### Exercise prompt:
Give every entry again, unchanged, and leave its images out.

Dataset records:

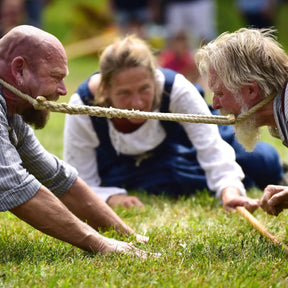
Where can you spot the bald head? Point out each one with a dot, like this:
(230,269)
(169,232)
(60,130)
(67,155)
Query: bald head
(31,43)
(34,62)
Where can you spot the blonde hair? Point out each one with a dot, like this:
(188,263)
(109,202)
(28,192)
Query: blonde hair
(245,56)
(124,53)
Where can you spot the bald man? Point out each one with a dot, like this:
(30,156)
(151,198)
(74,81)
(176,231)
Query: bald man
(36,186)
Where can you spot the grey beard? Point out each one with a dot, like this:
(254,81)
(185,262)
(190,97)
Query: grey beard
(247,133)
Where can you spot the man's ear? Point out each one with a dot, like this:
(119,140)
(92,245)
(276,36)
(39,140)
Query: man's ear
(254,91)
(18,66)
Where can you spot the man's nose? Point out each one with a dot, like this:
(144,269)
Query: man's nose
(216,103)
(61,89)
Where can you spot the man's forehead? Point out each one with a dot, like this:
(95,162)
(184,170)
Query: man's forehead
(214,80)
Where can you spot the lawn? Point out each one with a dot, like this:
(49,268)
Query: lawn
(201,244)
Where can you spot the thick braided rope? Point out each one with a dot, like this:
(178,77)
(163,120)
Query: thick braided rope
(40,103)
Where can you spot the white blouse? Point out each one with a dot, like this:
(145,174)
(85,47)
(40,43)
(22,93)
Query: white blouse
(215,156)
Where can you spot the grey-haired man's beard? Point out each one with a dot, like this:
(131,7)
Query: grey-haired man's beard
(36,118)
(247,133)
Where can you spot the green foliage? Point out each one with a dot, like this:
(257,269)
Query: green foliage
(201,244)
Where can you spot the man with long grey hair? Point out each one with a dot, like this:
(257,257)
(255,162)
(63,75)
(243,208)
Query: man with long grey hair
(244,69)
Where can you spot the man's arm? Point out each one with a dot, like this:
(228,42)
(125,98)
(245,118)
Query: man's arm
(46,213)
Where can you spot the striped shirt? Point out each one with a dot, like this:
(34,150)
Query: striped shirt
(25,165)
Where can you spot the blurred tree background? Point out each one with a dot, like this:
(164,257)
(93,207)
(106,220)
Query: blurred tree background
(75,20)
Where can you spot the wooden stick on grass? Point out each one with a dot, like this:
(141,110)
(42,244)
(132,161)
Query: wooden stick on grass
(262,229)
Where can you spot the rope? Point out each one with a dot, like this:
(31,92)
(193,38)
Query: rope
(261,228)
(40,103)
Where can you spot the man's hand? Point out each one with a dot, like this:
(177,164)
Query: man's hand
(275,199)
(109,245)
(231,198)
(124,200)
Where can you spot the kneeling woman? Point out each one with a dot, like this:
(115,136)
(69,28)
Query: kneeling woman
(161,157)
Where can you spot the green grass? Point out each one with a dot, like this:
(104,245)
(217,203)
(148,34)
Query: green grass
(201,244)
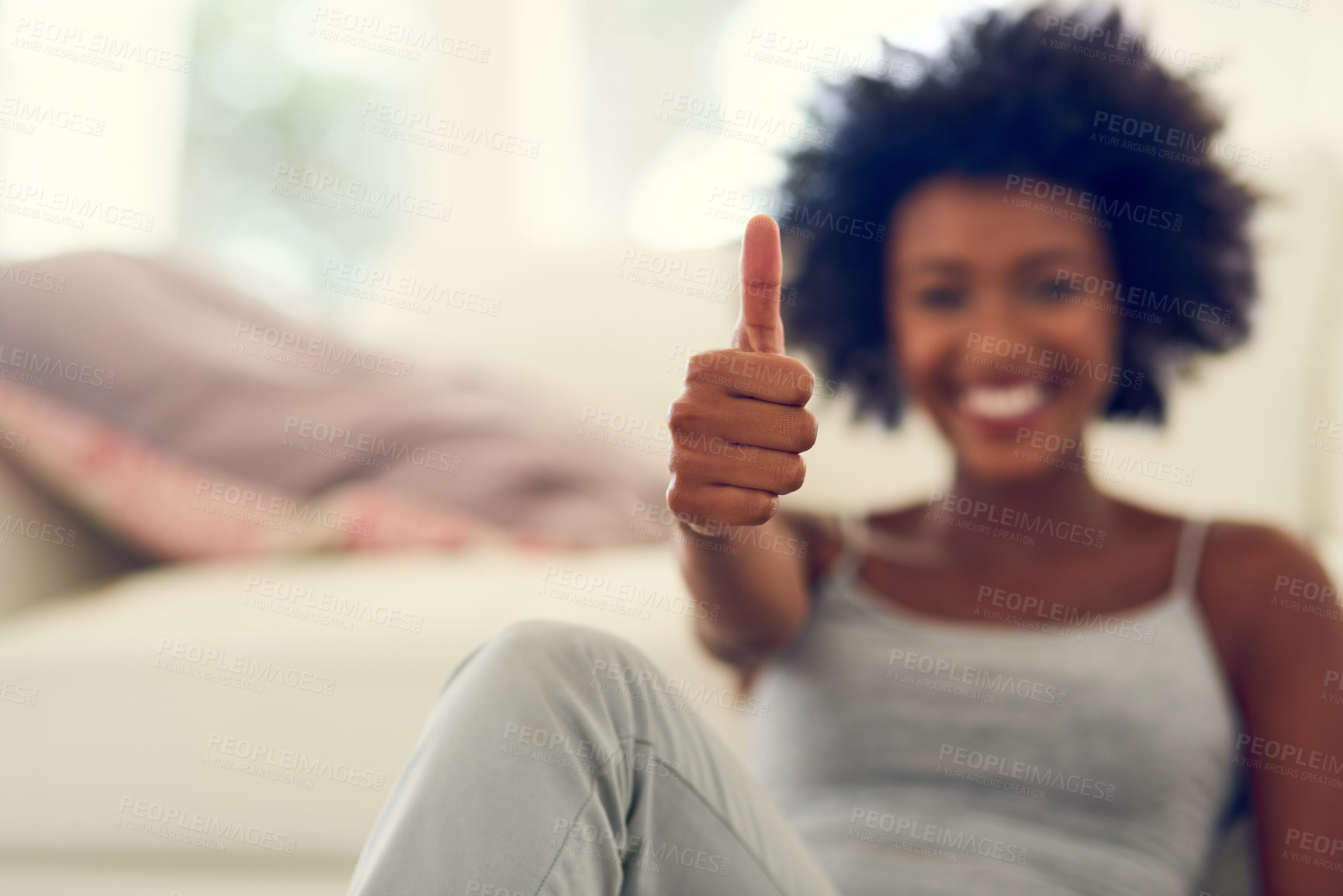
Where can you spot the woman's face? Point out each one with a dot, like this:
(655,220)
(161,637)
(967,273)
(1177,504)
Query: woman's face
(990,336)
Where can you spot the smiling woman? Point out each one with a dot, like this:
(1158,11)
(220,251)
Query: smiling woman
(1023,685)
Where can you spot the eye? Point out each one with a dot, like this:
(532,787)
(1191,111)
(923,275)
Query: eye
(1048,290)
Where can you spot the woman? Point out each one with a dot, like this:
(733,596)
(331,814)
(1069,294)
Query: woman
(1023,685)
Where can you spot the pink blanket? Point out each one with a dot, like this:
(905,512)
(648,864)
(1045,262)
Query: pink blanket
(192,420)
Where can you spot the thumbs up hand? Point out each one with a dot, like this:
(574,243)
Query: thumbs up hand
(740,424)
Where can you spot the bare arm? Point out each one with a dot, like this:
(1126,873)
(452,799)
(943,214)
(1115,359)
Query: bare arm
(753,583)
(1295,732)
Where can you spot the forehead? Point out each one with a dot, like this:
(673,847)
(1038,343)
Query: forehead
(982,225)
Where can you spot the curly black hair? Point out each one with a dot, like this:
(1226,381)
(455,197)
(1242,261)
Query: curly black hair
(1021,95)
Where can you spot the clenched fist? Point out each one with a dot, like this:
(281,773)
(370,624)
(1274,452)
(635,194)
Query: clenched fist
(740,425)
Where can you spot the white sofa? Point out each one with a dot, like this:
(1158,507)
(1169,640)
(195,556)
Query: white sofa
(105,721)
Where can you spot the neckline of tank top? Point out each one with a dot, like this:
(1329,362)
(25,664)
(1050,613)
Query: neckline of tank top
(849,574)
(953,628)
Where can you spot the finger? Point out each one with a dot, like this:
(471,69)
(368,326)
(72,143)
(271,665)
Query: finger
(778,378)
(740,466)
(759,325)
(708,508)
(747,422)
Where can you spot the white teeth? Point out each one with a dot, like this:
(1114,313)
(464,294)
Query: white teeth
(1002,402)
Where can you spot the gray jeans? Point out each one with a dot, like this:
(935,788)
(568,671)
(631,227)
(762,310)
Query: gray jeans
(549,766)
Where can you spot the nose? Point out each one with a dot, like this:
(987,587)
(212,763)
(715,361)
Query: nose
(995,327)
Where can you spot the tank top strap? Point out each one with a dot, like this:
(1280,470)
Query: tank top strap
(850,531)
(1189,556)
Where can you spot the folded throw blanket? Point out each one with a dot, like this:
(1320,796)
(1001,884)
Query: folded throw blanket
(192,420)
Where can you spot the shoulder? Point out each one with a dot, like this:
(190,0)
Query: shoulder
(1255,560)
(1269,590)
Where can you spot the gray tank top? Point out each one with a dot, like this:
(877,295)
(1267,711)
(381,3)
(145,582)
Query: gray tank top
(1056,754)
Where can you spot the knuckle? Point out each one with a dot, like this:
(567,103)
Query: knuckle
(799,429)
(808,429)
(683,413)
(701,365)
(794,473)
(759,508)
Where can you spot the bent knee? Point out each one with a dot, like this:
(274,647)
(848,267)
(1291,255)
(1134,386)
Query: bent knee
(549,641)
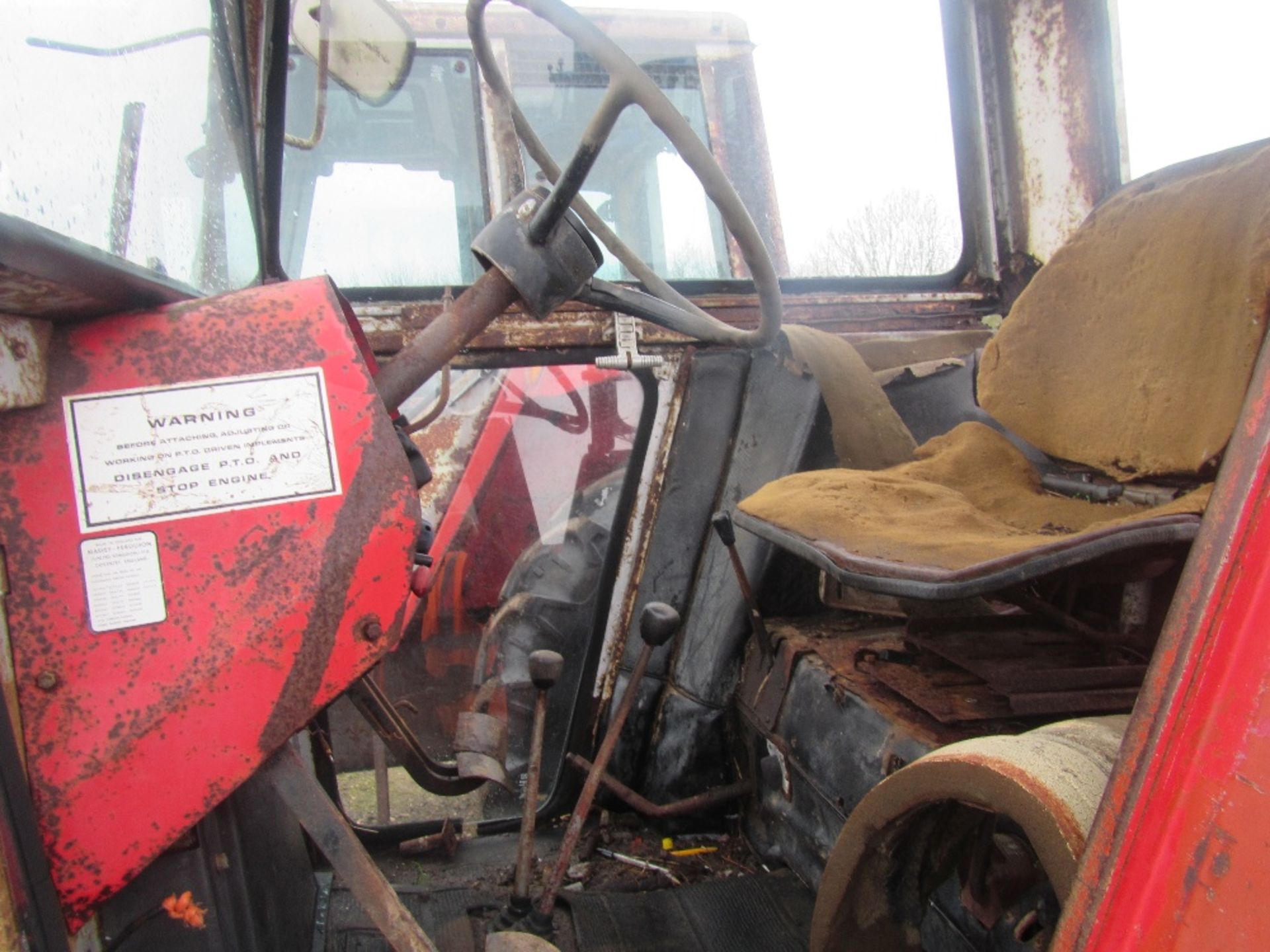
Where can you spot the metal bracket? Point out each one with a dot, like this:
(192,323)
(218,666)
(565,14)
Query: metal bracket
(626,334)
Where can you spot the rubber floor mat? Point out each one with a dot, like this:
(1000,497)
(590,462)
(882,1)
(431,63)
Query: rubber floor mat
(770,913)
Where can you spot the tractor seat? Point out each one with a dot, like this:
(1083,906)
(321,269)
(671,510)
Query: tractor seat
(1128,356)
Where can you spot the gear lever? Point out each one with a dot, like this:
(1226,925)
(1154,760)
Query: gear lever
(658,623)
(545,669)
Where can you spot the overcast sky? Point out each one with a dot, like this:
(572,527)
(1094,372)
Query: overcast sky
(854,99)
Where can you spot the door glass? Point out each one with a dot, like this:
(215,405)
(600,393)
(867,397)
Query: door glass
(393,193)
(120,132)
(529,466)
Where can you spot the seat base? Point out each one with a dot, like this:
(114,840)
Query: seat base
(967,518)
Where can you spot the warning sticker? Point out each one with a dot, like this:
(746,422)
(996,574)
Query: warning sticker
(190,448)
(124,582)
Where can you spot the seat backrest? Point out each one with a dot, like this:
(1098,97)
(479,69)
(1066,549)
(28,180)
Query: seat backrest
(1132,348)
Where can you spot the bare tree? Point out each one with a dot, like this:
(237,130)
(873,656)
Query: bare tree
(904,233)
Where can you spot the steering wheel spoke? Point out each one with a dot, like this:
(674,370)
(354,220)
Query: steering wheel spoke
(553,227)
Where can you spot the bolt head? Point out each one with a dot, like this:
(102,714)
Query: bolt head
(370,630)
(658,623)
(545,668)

### Result:
Where can you spot the bald head? Point out each one with a dot, like this:
(230,269)
(169,232)
(60,130)
(67,155)
Query: bald head
(31,43)
(34,62)
Where can you spot the blonde hair? Point out each one with a dot, like this:
(188,263)
(109,202)
(28,192)
Query: blonde hair
(245,56)
(124,53)
Where can you spot the bald man? Point out each one with a dot, like this:
(30,156)
(151,198)
(74,81)
(176,231)
Query: bald man
(36,186)
Where can you spot the grey beard? Point out each one with a dot, like this:
(254,81)
(185,262)
(190,97)
Query: grey beard
(247,133)
Where can you spot the man's ear? Point out each one with a dot, like this:
(119,140)
(92,245)
(276,36)
(39,140)
Query: man's ear
(254,91)
(18,66)
Where can you spot the man's nose? Point out each one with a dot, like this:
(144,269)
Query: man's nose
(216,103)
(61,89)
Where can you spot the man's forehead? Point out each one with a dot, like this:
(95,162)
(184,170)
Query: man's forehead
(214,80)
Where can you spot the lawn? Point out each one with a dot, like this:
(49,268)
Query: lawn
(201,244)
Where can you spot the thick braided rope? Point out each one with a dot, like this:
(178,77)
(163,120)
Query: thick braided rope
(40,103)
Where can you spot the white blouse? Point out each one with a dot, like this:
(145,174)
(85,47)
(40,43)
(22,93)
Query: white blouse
(215,156)
Where can you spot the grey-haired man's beard? Point out each one with a dot, like this:
(131,7)
Query: grey-haired man's beard
(36,118)
(247,133)
Where can you spot the green foliage? Point out each one with a dot, like this:
(257,269)
Query: green foliage
(201,244)
Where can you spot the man with long grey hair? Point out each one with a dot, like this:
(257,257)
(255,162)
(63,75)
(243,208)
Query: man with long grey hair
(244,69)
Where can you spot the man's arm? Point out each one with a dot, like this:
(228,42)
(125,98)
(245,118)
Query: man's arm
(46,213)
Where can you spot the striped shirt? Point out each one with a dot, like this:
(34,150)
Query: striped shirt
(25,165)
Where can you spot the blurred tree background? Point out each one with a dot, like this:
(164,257)
(93,207)
(106,220)
Query: blurred tree background
(75,20)
Where can you spot the wooden stick on grass? Point out each one with a dot, like this:
(141,110)
(42,244)
(132,161)
Query: wooden stick on grass
(262,229)
Where can you spot the rope? Point out each one with a dot, like this:
(31,92)
(193,38)
Query: rope
(261,228)
(40,103)
Where can you spot the man's hand? Point out each one with a dot, like this:
(177,164)
Query: man's hand
(275,199)
(109,245)
(231,198)
(124,200)
Where can you spot the kneeling woman? Point out each one with a dot, like this:
(115,136)
(69,28)
Query: kneeling woman
(161,157)
Where can you spot the green grass? Point out each one with a dot, like this:
(104,245)
(217,203)
(148,34)
Query: green grass
(201,244)
Where can you spot the woman's face? Point out each one with a dot, like this:
(655,220)
(161,637)
(967,273)
(1177,504)
Query: woman's face
(990,336)
Where can you spot the smiling woman? Point out each one with a dot, like this:
(1158,11)
(220,251)
Query: smiling woman
(1023,685)
Where can you spot the eye? Point out each one with a dot, like this:
(532,787)
(1191,111)
(923,275)
Query: eye
(1048,290)
Where can you spot the woman? Point out each one with a dot, like this:
(733,596)
(331,814)
(1069,294)
Query: woman
(1023,685)
Where can you spot the pink blanket? Point out each one with a dot, like this:
(905,512)
(648,864)
(1045,262)
Query: pink blanket
(192,420)
Where can you spot the thumbs up hand? Point out each one with a dot, like this:
(574,243)
Query: thumbs up hand
(740,424)
Where can you spot the bare arm? Point out each one with a dot, like this:
(1126,873)
(452,799)
(943,214)
(1115,359)
Query: bare arm
(753,583)
(1295,732)
Where can you spot the forehead? Point out each one with a dot, like this:
(673,847)
(1038,343)
Query: forehead
(982,225)
Where can you spot the curly black hair? Point out each one with a dot, like this:
(1226,381)
(455,197)
(1242,261)
Query: curly black hair
(1021,95)
Where can you spot the clenched fist? Point out each one with a dot, like this:
(281,773)
(370,624)
(1274,452)
(635,194)
Query: clenched fist
(740,425)
Where can you spot the white sofa? Point out each one with a dot, like this:
(1158,507)
(1169,640)
(195,556)
Query: white sofa
(105,721)
Where can you spot the neckline of tank top? Point out each one with a dot, like this:
(1329,362)
(25,664)
(1050,613)
Query: neckline of tank top
(849,574)
(953,628)
Where can you spot the finger? Point out each one with a dot, like this:
(471,69)
(368,326)
(72,143)
(271,665)
Query: finger
(778,378)
(740,466)
(759,325)
(708,508)
(747,422)
Where can you spot the white teeth? Point out each one with a dot, like this:
(1114,313)
(464,294)
Query: white teeth
(1002,402)
Where can you spot the gray jeans? Point out each one with a dot, like this:
(935,788)
(568,671)
(631,227)
(762,310)
Query: gray jeans
(549,766)
Where can you spot the nose? Point out each one with a dot, like this:
(987,587)
(212,763)
(715,361)
Query: nose
(995,327)
Where can you spot the tank top strap? Point out each one with a dot, like this:
(1280,470)
Query: tank top strap
(850,531)
(1189,556)
Where can you spot the folded throw blanket? Point out each one with a dot, like this:
(1320,796)
(1001,884)
Query: folded throw blanket
(192,420)
Where can you spot the shoulder? Point out each one with a dot, like this:
(190,0)
Query: shoulder
(1255,560)
(1269,590)
Where can you spot the gray tank top? Point out each one with a dot, like this:
(877,295)
(1267,711)
(381,3)
(145,582)
Query: gray tank top
(1056,754)
Where can you spot the knuckle? Point out each one with a dot, like this:
(567,103)
Query: knuckle
(799,429)
(808,429)
(683,413)
(701,365)
(794,473)
(759,508)
Where can you spot the bent knee? Point out each one with a dot, like this:
(274,647)
(848,267)
(1291,255)
(1134,386)
Query: bent knee
(549,641)
Where can you spot the metal bracket? Point out each one with a dot, like this:
(192,323)
(218,666)
(565,14)
Query: metal bracket
(626,334)
Where can you spot the rubber floor mat? Point out each one with a dot, like this:
(1000,497)
(590,462)
(882,1)
(431,63)
Query: rubber floor mat
(770,913)
Where can you spot the tractor seat? Point out each one with a dot, like this:
(1083,906)
(321,269)
(671,510)
Query: tractor seat
(1128,356)
Where can you spot the gear lever? Point out each one with a dot, like this:
(1226,925)
(1154,760)
Query: gear lever
(658,623)
(545,669)
Where can you spot the overcast sky? Point out each one with a dot, like this:
(572,527)
(1094,372)
Query: overcast sky
(854,99)
Where can you spot the door glass? Point out each one with a dot, like this:
(215,405)
(600,393)
(867,397)
Query: door glass
(393,193)
(120,132)
(529,466)
Where can you spot the seat base? Point out each one with a dot, like this:
(114,840)
Query: seat base
(967,518)
Where can you spot the warning sticker? Point out each one with a dot, like this:
(746,422)
(996,574)
Query: warning sticker
(190,448)
(124,582)
Where can you spot the seat backrest? Point out each one with a dot, like this:
(1098,97)
(479,69)
(1066,549)
(28,180)
Query: seat backrest
(1132,348)
Where can you spot the bare tree? Point out each one with a dot, like this:
(237,130)
(873,656)
Query: bare tree
(904,233)
Where can you spot the steering wheel spoke? Point out each one with a dot, like this:
(674,370)
(354,220)
Query: steering wheel spoke
(553,227)
Where can you spot the bolt head? Point out each one with a dot, like this:
(102,714)
Query: bolt head
(370,630)
(658,623)
(545,668)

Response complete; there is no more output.